• [Text to read]
* * * *

Yes, there are various options, all of which have drawbacks. Reflinks have the drawback of not working on a currently-popular filesystem, but where supported, have absolutely no user-visible issues.
Additionally, neither $, {, nor } are forbidden characters in Windows filenames, so special-casing names starting with ${WINEPREFIX} would lead to potential collisions.
That being said, I am perfectly happy for someone else to write this "magic symlink" implementation.
I've been putting something together in that vein since 2014, though I am taking a very different approach from your proposal. People might like your approach better.
I agree that the full reflink functionality is not required, and it would be more beneficial to users to reduce prefix sizes on ext4.
Symlinks work cross-volume, so if you have /usr/lib/wine on a different volume (very common in a lot of environments) then reflinks won't save you.

* * * *

• [Information supplied]
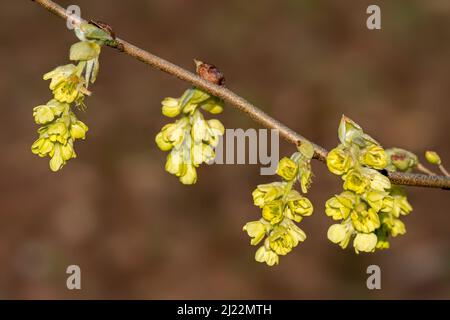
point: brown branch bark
(409, 179)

* * * *

• [Requests]
1) In the reflinks discussion, why would special-casing names that start with ${WINEPREFIX} risk collisions? Answer in one to three sentences.
2) Turn the paragraph in the reflinks discussion that begins "Yes, there are various options" into a short list that keeps its main facts.
3) According to the reflinks discussion, since what year has the writer been putting together something along the lines of the "magic symlink" idea?

• [Full solutions]
1) Windows does not forbid the characters $, {, or } in filenames. A real file could therefore have a name starting with ${WINEPREFIX}, and it would be confused with the special-cased names.

2)
- Several options exist, and all of them have drawbacks.
- Reflinks don't work on a filesystem that is currently popular.
- Where reflinks are supported, users see no issues at all.

3) Since 2014.